Records to use ->
★ ★ ★ ★ ★
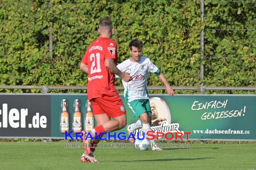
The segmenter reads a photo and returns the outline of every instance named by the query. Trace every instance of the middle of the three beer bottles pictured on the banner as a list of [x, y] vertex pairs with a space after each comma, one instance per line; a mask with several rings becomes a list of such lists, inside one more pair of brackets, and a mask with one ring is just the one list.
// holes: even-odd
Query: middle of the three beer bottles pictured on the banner
[[80, 101], [79, 99], [75, 99], [74, 102], [75, 112], [73, 114], [73, 131], [74, 133], [82, 131], [82, 114], [80, 112]]

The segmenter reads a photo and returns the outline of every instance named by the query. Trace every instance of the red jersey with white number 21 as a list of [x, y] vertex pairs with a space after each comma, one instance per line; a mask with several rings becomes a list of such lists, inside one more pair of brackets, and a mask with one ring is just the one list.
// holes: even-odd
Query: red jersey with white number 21
[[117, 63], [116, 43], [110, 38], [97, 38], [88, 47], [82, 59], [88, 65], [88, 99], [116, 95], [115, 74], [105, 66], [105, 59]]

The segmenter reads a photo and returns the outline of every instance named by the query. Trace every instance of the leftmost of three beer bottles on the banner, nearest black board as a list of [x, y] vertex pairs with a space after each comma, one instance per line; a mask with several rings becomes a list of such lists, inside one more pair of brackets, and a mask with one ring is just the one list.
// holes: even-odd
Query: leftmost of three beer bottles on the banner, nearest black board
[[67, 101], [66, 99], [62, 100], [62, 113], [60, 116], [60, 130], [61, 133], [69, 132], [69, 113], [67, 112]]

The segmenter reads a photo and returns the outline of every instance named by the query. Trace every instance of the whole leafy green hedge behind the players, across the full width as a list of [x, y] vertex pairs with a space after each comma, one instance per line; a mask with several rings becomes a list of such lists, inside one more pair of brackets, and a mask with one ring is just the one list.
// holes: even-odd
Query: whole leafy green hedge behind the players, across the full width
[[[170, 85], [200, 85], [200, 63], [205, 64], [204, 85], [256, 85], [255, 3], [208, 0], [202, 24], [199, 2], [53, 0], [51, 11], [44, 0], [2, 0], [0, 85], [86, 85], [87, 76], [79, 64], [88, 45], [98, 37], [97, 25], [105, 16], [115, 26], [119, 63], [129, 57], [128, 43], [139, 38], [144, 43], [143, 55], [161, 68]], [[50, 22], [53, 56], [49, 55]], [[201, 28], [207, 57], [203, 60]], [[151, 75], [149, 85], [163, 84]]]

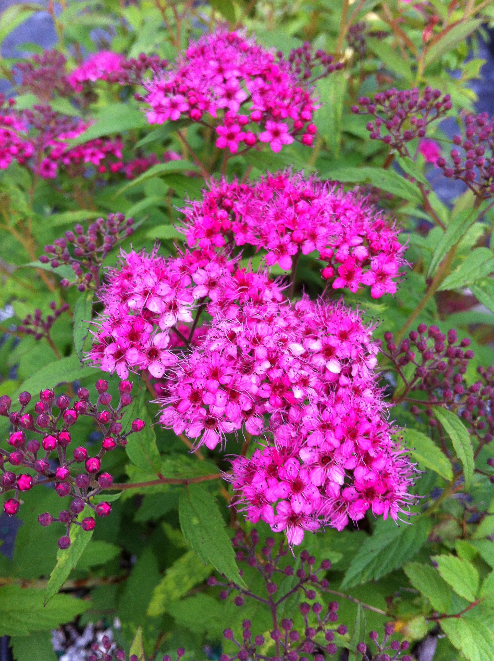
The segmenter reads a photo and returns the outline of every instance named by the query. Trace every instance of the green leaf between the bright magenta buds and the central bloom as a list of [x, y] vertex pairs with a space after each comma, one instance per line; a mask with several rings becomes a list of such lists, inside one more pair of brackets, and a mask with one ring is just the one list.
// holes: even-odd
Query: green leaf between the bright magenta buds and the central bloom
[[[128, 458], [140, 469], [151, 475], [157, 475], [161, 469], [161, 456], [156, 446], [156, 434], [152, 426], [151, 416], [147, 410], [147, 397], [141, 391], [132, 402], [129, 414], [122, 419], [122, 425], [128, 425], [134, 418], [144, 420], [145, 427], [142, 432], [134, 432], [127, 438], [125, 450]], [[124, 426], [125, 428], [125, 426]]]

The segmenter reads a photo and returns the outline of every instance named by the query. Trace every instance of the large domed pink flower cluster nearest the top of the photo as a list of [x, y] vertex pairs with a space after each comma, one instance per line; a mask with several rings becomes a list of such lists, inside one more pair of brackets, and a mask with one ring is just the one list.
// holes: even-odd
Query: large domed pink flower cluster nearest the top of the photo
★ ★ ★ ★ ★
Task goal -> Output the full material exactly as given, without its pictures.

Solution for this task ->
The segmenter reads a photo and returns the outline of every instance named by the query. Trace every instance of the middle of the three beer bottles pictured on the banner as a list of [x, y] vertex pairs with a space after each comma, one instance per line; a mask with several rings becomes a list of such lists, inside one more pair of brackets, and a mask with one ring is just the one list.
// holes: even-odd
Query: middle of the three beer bottles pictured on the banner
[[80, 101], [79, 99], [75, 99], [74, 102], [75, 112], [73, 114], [73, 131], [74, 133], [82, 131], [82, 114], [80, 112]]

The segmenter reads a photo and returns the outline of every instance named by the query. Trace every instance of the red jersey with white number 21 as a list of [x, y] vertex pairs with a space after each comma, one instance per line; a mask with several rings becomes a list of such lists, inside one more pair of brackets, and a mask with one ring is just the one list.
// holes: even-odd
Query: red jersey with white number 21
[[117, 63], [116, 43], [110, 38], [97, 38], [88, 47], [82, 59], [88, 65], [88, 99], [116, 95], [115, 74], [105, 66], [105, 59]]

The segmenter reads a photo and returns the outline of every instance named by the query. Trace every instance of the leftmost of three beer bottles on the banner, nearest black board as a list of [x, y] vertex pairs with a space after each comma, one instance per line; a mask with several rings becomes a list of such lists, inside one more pair of brackets, and a mask with one ring is just the one list.
// holes: even-odd
Query: leftmost of three beer bottles on the banner, nearest black board
[[67, 101], [66, 99], [62, 100], [62, 113], [60, 116], [60, 130], [61, 133], [69, 132], [69, 113], [67, 112]]

The segmenter reads a photo and returns the outline of every instance named by the query. Trace every instance of the whole leafy green hedge behind the players, across the full width as a list of [x, y] vertex pairs with a space after each comma, one instance per line; a mask with several rings becomes a list of such lists, inside one more pair of brackets, and a mask with one ring is just the one list.
// holes: even-odd
Query: whole leafy green hedge behind the players, across the full width
[[[170, 85], [200, 85], [200, 63], [205, 64], [204, 85], [256, 85], [255, 3], [208, 0], [202, 24], [199, 2], [53, 0], [51, 11], [44, 0], [2, 0], [0, 85], [86, 85], [87, 76], [79, 64], [88, 45], [98, 37], [97, 25], [105, 16], [115, 26], [119, 63], [129, 57], [128, 43], [139, 38], [144, 43], [143, 55], [161, 68]], [[50, 22], [53, 56], [49, 55]], [[201, 28], [207, 57], [203, 60]], [[151, 75], [149, 85], [163, 84]]]

The segmenter reads a photo and returns the outline of every instance named by the query. Trace every instance of the green leaf between the bright magenta buds and the central bloom as a list of [x, y] vertex pairs with a space after each comma, one instance per line; a mask with several rings becomes a list of such lists, inside one more pair of brackets, and a mask with one ring is just the one list.
// holes: even-odd
Query: green leaf between the bright magenta buds and the central bloom
[[[128, 458], [140, 469], [151, 475], [157, 475], [161, 469], [161, 456], [156, 446], [156, 434], [152, 426], [151, 416], [147, 410], [147, 397], [141, 391], [132, 402], [129, 414], [122, 419], [122, 425], [128, 425], [134, 418], [144, 420], [145, 427], [142, 432], [134, 432], [127, 438], [125, 450]], [[124, 426], [125, 428], [125, 426]]]

The segmenter reads a photo and returns the outline of every instance named by the query. Trace every instance of the large domed pink flower cluster nearest the top of the photo as a list of [x, y] vertex pairs with a space after each comma, one instance per line; a mask with several rings becomes a list of such lists, inside one more pair of brackets, and a mask with one ring is just the one list.
// holes: even-odd
Query: large domed pink flower cluster nearest the top of the photo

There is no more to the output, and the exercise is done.